### [TEXT SHOWN]
* * * * *
I’ve been working through my backlog of reading from the academic year, including the Supreme Court’s April decision in Florence v. Board of Chosen Freeholders of County of Burlington. This is the decision in which the Court upheld the use of routine, suspicionless strip searches of individuals arrested and jailed for minor offenses.
It strikes me that part of what was really at issue in the case went unmentioned by both the majority and the dissent. The case is framed on both sides as being about corrections administration, but it is perhaps just as much about policing – how much discretion are we going to give police to detain citizens and impose on them the humiliation, stigma, and danger of incarceration with a general jail population. This discretion seems a powerful tool in support of proactive, crime-preventive policing, but it is also prone to abuse and seems hard to reconcile with ideals like checks and balances and “innocent until proven guilty.”
Writing for the Florence majority, Justice Kennedy presented the case as a conventional prisoner rights case.
* * * * *
### [LISTED RECORDS]
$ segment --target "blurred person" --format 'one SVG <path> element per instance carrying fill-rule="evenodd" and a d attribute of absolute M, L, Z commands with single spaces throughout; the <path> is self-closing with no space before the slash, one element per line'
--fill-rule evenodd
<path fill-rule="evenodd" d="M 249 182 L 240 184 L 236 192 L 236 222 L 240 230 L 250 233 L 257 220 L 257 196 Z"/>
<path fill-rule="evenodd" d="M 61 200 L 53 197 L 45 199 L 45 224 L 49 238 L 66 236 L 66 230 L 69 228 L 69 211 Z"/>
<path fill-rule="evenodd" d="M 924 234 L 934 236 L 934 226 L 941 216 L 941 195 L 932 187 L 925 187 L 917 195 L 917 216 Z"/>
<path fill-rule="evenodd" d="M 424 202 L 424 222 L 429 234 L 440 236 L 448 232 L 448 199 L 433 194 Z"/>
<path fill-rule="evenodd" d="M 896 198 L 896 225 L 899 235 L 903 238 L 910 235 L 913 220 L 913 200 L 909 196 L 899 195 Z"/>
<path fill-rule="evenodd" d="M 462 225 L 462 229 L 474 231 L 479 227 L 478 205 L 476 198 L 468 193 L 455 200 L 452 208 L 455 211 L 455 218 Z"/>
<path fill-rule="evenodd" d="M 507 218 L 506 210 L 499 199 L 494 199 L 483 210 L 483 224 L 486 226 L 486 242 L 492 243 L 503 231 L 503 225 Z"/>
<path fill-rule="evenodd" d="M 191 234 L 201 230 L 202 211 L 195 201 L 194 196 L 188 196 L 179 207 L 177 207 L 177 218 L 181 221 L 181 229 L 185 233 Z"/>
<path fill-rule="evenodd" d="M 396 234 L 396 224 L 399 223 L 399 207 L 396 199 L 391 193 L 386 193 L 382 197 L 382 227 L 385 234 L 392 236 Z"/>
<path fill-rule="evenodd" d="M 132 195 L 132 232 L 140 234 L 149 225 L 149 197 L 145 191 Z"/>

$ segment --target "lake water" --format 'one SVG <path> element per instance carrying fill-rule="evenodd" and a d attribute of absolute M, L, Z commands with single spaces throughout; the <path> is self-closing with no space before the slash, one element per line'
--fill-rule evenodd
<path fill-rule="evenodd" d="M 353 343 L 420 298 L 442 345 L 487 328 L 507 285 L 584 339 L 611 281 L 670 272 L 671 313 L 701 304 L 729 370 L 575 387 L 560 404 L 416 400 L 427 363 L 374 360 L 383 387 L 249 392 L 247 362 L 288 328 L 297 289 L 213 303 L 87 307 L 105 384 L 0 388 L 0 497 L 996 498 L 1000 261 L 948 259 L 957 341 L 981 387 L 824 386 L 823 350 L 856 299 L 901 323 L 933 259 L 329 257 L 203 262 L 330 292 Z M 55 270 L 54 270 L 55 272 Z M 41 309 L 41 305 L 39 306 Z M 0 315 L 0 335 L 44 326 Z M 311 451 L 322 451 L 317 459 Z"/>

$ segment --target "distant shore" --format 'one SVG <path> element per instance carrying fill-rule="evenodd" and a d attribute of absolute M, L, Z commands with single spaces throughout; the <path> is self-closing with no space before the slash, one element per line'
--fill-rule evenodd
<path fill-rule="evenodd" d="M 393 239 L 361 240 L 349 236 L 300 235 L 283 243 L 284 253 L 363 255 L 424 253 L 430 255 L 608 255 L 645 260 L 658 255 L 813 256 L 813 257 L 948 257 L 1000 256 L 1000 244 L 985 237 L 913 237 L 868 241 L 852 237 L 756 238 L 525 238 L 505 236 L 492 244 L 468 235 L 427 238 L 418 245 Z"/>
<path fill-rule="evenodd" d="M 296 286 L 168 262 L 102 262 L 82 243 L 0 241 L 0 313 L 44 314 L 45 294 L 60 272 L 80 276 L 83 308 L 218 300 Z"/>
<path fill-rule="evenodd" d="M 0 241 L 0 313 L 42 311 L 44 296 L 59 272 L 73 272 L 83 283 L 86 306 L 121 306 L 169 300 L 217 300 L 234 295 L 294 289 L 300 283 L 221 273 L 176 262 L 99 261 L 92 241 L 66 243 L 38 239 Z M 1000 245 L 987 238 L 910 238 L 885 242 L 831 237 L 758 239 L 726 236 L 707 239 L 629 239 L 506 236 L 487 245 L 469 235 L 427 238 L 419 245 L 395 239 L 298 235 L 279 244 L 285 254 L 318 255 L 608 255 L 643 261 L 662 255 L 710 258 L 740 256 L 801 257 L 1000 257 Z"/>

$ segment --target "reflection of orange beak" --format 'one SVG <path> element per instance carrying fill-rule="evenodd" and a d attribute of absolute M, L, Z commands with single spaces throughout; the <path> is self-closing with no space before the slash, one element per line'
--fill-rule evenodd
* * * * *
Decide whether each statement agrees with the text on the Florence strip-search decision, answering yes or no and quoting the words from the text that settle it. (a) The Supreme Court issued the Florence decision in April. (b) The dissent framed the case as being about policing. (c) Justice Kennedy wrote the majority opinion.

(a) Yes: "the Supreme Court’s April decision in Florence v. Board of Chosen Freeholders of County of Burlington"
(b) No: "The case is framed on both sides as being about corrections administration"
(c) Yes: "Writing for the Florence majority, Justice Kennedy presented the case as a conventional prisoner rights case."